*WORK ITEM:*
From the news report on the curfew crowds below, print the passage that begins with the words "There was a" and ends with "usual 8 am.", copying it word for word.

*TEXT SHOWN:*
# # # # #

Chaotic scenes erupted across the country yesterday as it seemed everyone was in a rush to get things done. Hours after the Commissioner of Police Gary Griffith boasted of the success of the 19-hour curfew imposed, which significantly restricted citizens’ movements on the Indian Arrival Day holiday on Monday, chaotic scenes erupted across the country as people rushed to get everything done before the next 19-hour curfew kicks in for the Corpus Christi holiday on Thursday.
The imposition of these restrictions at month’s end when traditionally hundreds of pensioners line up to get their cheques and many flock to the banks, supermarkets, and other establishments to get their business done, resulted in exactly what the authorities have been hoping would not happen—congregations of the worst kind.
There was a large congregation of crowds at TTPost, where many lined up to collect grants and cheques and the picture was the same at commercial banks. In one instance, scores of pensioners lined the street in San Fernando waiting for a bank to open, unaware that the bank was opening its doors at 10 am and not the usual 8 am.

# # # # #

Point-per-instance localization data

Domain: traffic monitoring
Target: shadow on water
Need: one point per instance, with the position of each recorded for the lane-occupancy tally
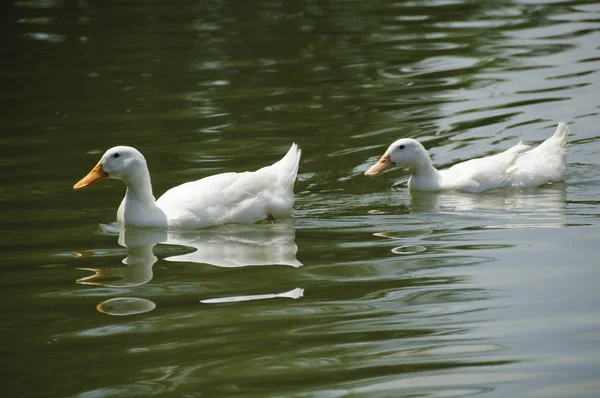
(229, 246)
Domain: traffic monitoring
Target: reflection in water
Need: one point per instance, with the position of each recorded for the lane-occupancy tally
(239, 245)
(139, 261)
(226, 246)
(293, 294)
(541, 207)
(125, 306)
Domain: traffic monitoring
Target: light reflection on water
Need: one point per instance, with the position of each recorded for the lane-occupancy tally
(398, 293)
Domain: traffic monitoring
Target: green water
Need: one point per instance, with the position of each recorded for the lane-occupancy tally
(368, 291)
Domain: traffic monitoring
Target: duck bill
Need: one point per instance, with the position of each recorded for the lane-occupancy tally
(382, 165)
(97, 174)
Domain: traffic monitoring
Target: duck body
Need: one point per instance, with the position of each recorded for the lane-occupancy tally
(226, 198)
(518, 166)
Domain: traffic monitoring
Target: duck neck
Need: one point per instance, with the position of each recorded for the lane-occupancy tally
(139, 190)
(139, 205)
(423, 175)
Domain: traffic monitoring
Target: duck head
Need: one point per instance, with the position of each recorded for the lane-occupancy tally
(405, 152)
(121, 162)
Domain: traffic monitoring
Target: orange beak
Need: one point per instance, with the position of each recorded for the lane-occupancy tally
(93, 177)
(382, 165)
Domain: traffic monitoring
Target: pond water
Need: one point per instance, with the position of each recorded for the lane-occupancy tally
(370, 291)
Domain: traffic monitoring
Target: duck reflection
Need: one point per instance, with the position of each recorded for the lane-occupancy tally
(541, 206)
(226, 246)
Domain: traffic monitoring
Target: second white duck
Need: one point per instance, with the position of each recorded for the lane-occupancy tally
(226, 198)
(519, 166)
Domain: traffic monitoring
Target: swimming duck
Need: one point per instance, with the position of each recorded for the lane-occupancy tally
(227, 198)
(520, 166)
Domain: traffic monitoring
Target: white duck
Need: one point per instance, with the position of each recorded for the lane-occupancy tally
(225, 198)
(518, 166)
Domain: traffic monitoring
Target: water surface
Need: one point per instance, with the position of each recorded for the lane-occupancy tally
(369, 291)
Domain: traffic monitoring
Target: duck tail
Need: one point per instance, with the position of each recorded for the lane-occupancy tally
(288, 165)
(561, 134)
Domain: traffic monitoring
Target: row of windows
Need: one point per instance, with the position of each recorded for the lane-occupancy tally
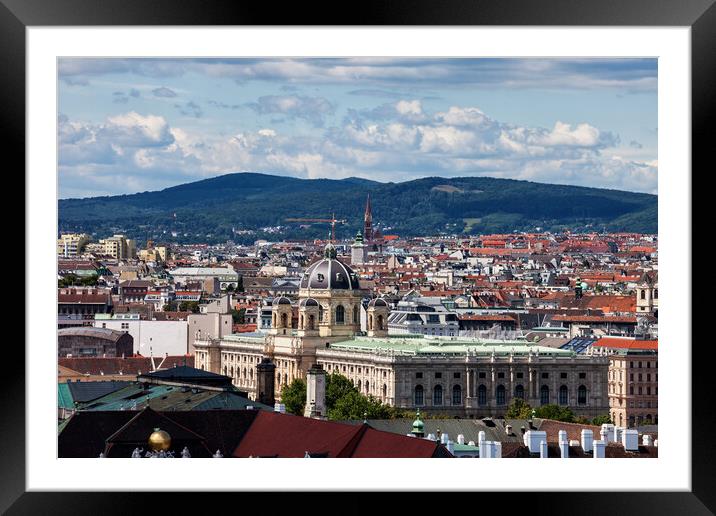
(501, 375)
(639, 364)
(500, 395)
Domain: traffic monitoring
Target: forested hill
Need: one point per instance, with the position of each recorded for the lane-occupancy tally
(239, 206)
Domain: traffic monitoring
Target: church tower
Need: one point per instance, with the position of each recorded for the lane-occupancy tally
(359, 252)
(378, 312)
(368, 221)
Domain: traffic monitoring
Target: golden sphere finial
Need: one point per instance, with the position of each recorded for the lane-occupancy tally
(160, 440)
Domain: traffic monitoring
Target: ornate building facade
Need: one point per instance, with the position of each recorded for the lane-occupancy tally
(451, 375)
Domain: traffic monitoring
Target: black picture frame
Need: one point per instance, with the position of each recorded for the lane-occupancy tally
(699, 15)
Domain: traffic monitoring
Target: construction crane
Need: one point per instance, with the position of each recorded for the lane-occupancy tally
(332, 221)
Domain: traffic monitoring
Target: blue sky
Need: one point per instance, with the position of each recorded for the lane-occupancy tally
(130, 125)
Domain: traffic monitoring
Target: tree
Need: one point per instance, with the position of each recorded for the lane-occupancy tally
(337, 387)
(555, 412)
(600, 420)
(189, 306)
(519, 409)
(343, 400)
(293, 396)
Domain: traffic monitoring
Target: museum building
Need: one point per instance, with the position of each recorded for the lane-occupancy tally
(455, 376)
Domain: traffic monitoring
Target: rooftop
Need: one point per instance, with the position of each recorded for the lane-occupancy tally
(446, 345)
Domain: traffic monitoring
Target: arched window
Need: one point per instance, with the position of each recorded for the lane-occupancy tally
(544, 395)
(582, 395)
(457, 395)
(482, 395)
(563, 395)
(500, 395)
(438, 395)
(419, 395)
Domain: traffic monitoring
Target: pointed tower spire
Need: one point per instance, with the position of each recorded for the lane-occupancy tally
(368, 224)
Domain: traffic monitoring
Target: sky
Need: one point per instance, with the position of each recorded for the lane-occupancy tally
(133, 125)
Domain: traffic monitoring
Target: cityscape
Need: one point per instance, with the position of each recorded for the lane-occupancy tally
(344, 314)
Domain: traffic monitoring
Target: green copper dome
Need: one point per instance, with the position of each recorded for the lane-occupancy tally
(330, 251)
(418, 425)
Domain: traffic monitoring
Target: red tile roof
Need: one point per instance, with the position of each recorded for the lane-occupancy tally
(626, 343)
(283, 435)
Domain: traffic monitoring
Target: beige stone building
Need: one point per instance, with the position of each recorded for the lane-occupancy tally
(633, 380)
(647, 294)
(70, 245)
(119, 247)
(451, 375)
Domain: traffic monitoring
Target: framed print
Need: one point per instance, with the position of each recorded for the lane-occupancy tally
(366, 239)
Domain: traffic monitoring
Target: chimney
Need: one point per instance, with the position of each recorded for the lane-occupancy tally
(533, 438)
(599, 449)
(630, 439)
(315, 392)
(563, 444)
(265, 377)
(587, 440)
(543, 450)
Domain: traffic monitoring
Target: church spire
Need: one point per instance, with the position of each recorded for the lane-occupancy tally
(368, 225)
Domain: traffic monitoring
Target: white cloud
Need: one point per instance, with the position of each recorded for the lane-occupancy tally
(409, 107)
(149, 153)
(584, 135)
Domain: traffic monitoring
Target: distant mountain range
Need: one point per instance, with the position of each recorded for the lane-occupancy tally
(244, 207)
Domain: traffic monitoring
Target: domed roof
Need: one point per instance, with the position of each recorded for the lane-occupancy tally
(159, 440)
(418, 424)
(330, 274)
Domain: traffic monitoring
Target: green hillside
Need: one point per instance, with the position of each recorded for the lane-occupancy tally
(214, 210)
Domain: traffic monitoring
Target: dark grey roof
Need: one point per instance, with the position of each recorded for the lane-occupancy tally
(90, 331)
(186, 373)
(330, 273)
(469, 428)
(87, 391)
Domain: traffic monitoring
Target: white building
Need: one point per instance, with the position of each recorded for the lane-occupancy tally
(155, 338)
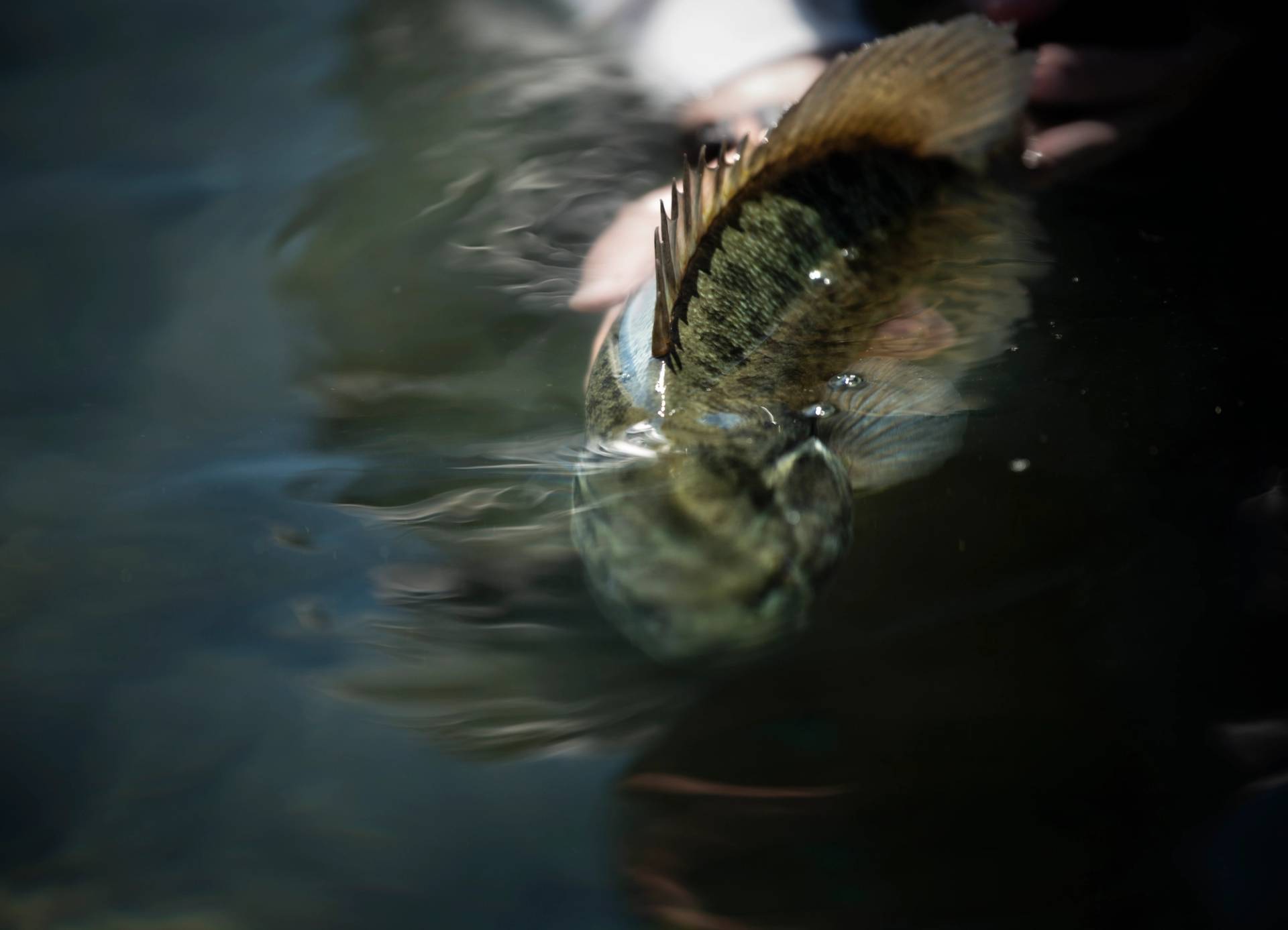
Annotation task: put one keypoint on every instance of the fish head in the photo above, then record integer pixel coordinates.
(714, 555)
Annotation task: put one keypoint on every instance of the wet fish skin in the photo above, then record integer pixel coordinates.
(771, 292)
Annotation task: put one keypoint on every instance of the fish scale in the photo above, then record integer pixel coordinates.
(751, 370)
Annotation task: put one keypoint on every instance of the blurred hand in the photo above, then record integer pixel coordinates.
(1121, 96)
(623, 257)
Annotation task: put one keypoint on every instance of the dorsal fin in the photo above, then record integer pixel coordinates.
(939, 91)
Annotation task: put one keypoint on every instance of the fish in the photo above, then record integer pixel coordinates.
(818, 295)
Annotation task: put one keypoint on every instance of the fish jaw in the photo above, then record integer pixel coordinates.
(701, 559)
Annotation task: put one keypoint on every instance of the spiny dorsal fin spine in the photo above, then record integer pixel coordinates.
(938, 91)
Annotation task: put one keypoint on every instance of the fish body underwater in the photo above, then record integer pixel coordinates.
(816, 298)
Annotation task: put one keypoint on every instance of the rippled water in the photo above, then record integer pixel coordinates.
(280, 275)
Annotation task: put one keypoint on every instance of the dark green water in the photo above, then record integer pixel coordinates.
(246, 306)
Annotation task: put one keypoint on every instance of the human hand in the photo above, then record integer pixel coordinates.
(1121, 96)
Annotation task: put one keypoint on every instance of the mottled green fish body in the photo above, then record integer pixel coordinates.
(749, 386)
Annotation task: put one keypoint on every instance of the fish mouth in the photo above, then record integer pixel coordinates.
(694, 561)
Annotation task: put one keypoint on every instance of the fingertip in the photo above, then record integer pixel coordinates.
(594, 296)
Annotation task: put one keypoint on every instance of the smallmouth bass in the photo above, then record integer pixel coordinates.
(816, 298)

# # # # #

*EXERCISE RESPONSE:*
There was a large congregation of crowds at TTPost, where many lined up to collect grants and cheques and the picture was the same at commercial banks. In one instance, scores of pensioners lined the street in San Fernando waiting for a bank to open, unaware that the bank was opening its doors at 10 am and not the usual 8 am.